Convert the records below into a JSON list of strings, one string per line, leaving out blank lines. Cover only the part that opens with the line containing "like [[79, 7]]." and closes with the line containing "[[130, 359], [157, 274]]", both of those lines included.
** begin Source data **
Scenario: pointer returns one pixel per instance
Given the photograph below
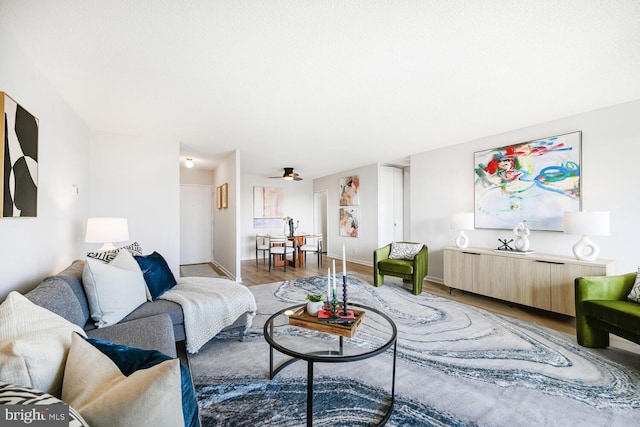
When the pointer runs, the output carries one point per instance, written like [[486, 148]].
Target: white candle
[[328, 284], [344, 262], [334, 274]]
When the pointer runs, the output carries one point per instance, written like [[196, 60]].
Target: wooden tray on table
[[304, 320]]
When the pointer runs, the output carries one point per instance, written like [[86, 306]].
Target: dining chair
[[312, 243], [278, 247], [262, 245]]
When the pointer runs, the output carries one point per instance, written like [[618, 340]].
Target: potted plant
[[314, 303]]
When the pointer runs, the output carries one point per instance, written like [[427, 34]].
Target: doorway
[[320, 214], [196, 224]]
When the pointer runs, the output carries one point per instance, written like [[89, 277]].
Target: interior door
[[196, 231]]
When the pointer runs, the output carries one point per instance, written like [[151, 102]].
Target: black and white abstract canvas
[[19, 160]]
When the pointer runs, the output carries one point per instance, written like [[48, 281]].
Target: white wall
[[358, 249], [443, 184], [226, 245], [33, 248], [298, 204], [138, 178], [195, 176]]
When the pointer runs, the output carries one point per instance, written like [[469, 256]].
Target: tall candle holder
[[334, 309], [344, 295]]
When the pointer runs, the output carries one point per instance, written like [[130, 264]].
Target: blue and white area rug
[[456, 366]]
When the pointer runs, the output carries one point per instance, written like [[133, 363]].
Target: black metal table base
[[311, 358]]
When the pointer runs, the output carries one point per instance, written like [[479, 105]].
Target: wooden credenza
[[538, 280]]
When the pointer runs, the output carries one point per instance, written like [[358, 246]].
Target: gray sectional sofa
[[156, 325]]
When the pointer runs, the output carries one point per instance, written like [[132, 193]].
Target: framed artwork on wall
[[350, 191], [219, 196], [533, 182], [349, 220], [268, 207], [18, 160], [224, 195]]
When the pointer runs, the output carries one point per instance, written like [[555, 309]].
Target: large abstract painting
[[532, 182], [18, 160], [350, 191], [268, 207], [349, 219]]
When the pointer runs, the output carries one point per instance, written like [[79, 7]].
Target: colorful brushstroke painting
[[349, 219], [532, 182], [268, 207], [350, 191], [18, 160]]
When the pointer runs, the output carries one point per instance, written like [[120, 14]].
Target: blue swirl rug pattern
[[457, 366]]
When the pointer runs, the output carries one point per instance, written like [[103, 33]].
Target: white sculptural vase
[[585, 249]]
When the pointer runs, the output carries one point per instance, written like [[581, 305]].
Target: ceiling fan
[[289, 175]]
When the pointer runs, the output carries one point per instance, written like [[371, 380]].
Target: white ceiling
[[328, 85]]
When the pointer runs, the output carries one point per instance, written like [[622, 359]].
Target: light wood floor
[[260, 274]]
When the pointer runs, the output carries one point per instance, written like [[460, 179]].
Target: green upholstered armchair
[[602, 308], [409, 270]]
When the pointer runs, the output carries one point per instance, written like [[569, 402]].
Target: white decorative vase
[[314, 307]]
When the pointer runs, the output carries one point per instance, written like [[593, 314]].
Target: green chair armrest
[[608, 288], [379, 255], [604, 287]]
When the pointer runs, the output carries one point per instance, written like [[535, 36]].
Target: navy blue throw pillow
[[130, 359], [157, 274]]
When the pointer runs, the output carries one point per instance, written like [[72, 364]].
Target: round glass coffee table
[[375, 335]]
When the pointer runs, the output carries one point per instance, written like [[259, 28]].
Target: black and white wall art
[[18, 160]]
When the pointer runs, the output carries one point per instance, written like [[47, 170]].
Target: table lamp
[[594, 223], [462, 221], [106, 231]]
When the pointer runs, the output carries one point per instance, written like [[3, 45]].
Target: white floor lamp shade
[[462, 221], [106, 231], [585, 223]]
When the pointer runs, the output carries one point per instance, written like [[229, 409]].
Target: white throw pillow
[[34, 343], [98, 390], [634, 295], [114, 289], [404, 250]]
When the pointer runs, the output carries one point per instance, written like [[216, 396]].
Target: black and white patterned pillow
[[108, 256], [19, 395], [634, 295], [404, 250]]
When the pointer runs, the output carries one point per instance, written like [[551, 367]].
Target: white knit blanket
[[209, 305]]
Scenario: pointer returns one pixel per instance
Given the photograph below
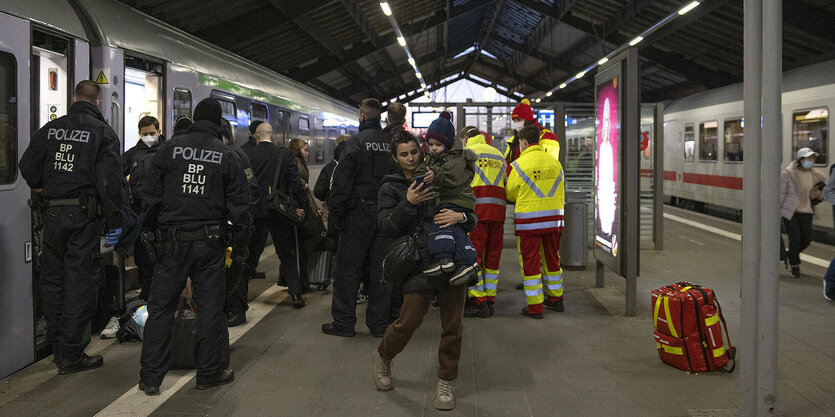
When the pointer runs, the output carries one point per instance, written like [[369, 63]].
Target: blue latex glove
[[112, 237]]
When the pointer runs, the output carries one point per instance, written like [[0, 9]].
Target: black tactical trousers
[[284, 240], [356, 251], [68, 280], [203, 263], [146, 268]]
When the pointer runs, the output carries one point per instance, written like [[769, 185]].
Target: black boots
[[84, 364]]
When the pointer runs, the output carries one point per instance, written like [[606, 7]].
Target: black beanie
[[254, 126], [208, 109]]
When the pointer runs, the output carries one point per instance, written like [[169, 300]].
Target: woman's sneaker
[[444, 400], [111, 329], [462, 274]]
** end Source data **
** begin Source data **
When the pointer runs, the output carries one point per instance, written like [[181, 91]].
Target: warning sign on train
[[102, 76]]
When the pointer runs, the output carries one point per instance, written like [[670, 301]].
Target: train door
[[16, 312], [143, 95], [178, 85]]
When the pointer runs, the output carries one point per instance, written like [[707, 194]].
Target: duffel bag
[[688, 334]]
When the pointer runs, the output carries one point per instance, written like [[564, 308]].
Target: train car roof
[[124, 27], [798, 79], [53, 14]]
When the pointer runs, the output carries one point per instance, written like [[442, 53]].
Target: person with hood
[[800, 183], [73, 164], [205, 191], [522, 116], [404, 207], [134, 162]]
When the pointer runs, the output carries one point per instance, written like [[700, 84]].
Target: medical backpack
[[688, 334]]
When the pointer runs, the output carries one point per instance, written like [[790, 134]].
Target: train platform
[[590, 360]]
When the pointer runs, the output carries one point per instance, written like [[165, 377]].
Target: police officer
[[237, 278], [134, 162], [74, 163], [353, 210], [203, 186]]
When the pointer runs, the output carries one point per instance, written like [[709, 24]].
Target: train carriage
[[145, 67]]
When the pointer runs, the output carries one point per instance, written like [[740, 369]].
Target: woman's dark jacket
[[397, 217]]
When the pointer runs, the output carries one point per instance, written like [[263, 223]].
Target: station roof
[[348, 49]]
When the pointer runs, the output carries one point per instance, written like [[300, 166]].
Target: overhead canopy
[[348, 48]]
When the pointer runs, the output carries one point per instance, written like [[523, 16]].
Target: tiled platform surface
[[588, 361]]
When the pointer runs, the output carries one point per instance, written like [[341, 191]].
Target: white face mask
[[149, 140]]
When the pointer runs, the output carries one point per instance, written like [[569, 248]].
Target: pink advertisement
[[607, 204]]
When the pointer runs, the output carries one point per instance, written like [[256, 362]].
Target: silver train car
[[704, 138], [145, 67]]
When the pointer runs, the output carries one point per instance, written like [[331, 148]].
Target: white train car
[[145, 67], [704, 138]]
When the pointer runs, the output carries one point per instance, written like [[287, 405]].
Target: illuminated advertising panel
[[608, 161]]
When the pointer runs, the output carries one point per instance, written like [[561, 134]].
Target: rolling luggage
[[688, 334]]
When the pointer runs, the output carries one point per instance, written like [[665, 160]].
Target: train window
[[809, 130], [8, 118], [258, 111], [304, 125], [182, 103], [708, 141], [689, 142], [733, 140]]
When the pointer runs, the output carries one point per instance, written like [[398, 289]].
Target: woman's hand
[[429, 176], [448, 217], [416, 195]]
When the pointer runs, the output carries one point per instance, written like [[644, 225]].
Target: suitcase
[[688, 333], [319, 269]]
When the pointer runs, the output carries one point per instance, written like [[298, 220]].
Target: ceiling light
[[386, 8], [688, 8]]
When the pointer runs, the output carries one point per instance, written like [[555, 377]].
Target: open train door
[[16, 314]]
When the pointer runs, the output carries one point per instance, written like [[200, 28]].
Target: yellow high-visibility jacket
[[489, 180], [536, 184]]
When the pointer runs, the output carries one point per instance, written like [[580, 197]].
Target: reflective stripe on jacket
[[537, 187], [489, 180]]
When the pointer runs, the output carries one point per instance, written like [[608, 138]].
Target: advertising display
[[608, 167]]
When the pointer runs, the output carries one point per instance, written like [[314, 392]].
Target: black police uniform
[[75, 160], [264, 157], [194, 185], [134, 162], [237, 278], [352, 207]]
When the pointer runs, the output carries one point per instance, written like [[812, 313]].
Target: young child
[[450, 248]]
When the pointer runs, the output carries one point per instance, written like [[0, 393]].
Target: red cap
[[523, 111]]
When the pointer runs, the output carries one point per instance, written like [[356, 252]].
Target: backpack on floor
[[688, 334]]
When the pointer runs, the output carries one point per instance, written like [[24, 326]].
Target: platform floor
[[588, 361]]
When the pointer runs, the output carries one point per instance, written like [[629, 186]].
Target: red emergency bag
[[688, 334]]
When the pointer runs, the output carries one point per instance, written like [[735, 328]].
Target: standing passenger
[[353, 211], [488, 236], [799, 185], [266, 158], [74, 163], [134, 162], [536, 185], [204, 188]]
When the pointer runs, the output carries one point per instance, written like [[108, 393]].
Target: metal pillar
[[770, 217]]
** end Source data **
** begin Source data **
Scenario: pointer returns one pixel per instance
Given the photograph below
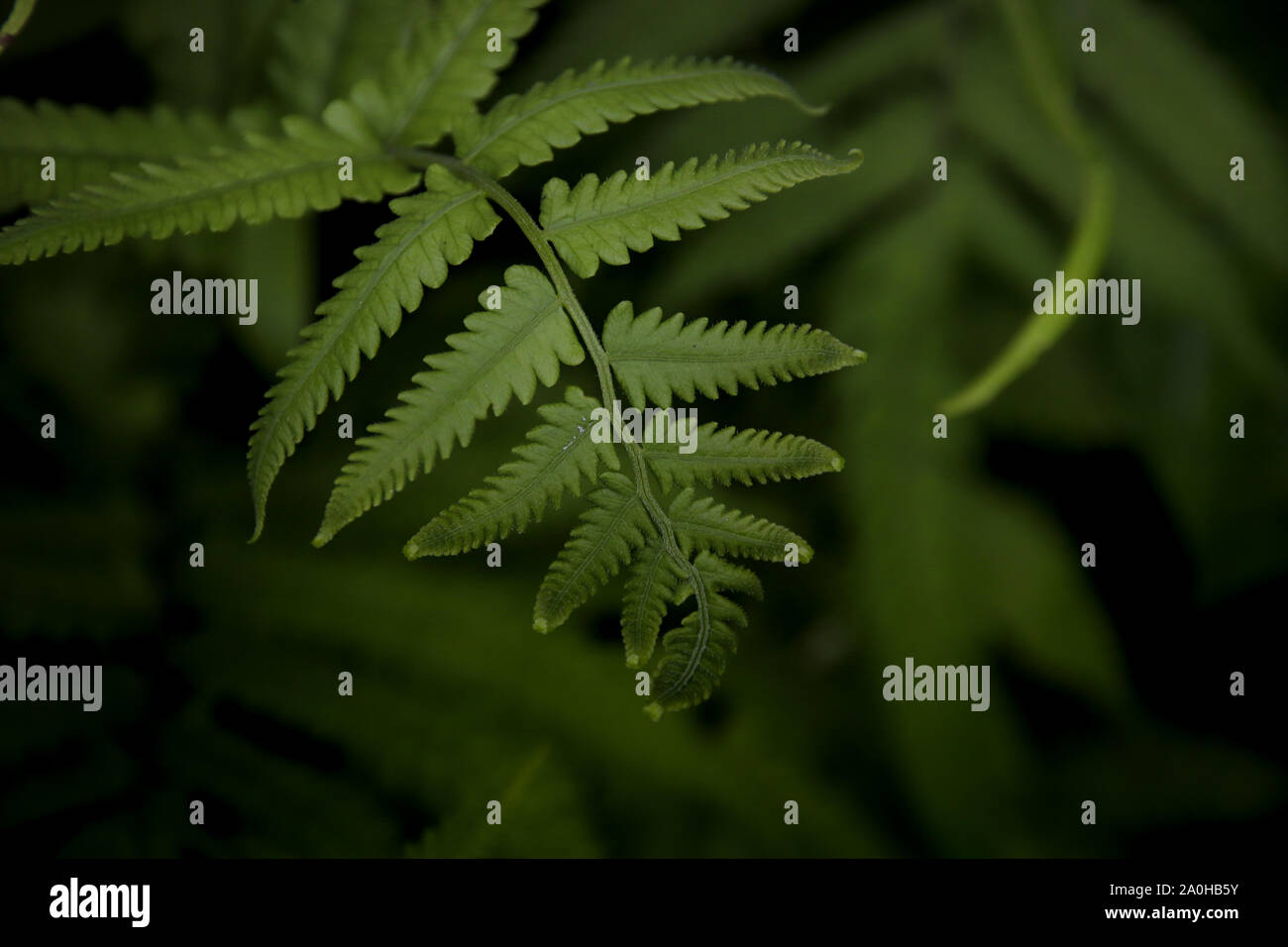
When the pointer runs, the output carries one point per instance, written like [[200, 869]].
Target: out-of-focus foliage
** end Source data **
- [Response]:
[
  "When the pointer runs, the output carries one point per instance, written like [[79, 7]].",
  "Target: colorful brushstroke painting",
  "[[349, 219], [532, 182], [268, 207], [350, 191], [18, 160]]",
  "When the pointer runs, the output carries one point per instance, written like [[120, 14]].",
  "Target: blue swirl rug pattern",
  "[[457, 366]]",
  "When the pointer runs, the output carries one point per instance, written like [[103, 33]].",
  "Target: white sculptural vase",
  "[[585, 249]]",
  "When the pointer runs, the output carries one point per instance, written like [[581, 305]].",
  "Target: ceiling fan",
  "[[289, 175]]",
  "When the pointer runs, the output carries one point per instance, written like [[371, 380]].",
  "Target: white ceiling",
  "[[328, 85]]",
  "When the pointer runs, the output carries one point per instance, written like [[622, 359]].",
  "Target: light wood floor",
  "[[260, 274]]",
  "When the pointer runs, the output carries one point per instance, written like [[460, 179]].",
  "Target: green upholstered armchair",
  "[[602, 308], [409, 270]]",
  "When the pointer runs, the output carries one point per instance, written like [[569, 402]].",
  "Target: white decorative vase",
  "[[314, 307]]",
  "When the pointer runs, the output carries one point per instance, written like [[593, 314]].",
  "Target: green chair armrest",
  "[[608, 288], [379, 255], [604, 287]]",
  "When the pointer runs, the output carries one point per instance, written like [[535, 36]].",
  "Target: navy blue throw pillow",
  "[[130, 359], [157, 274]]"
]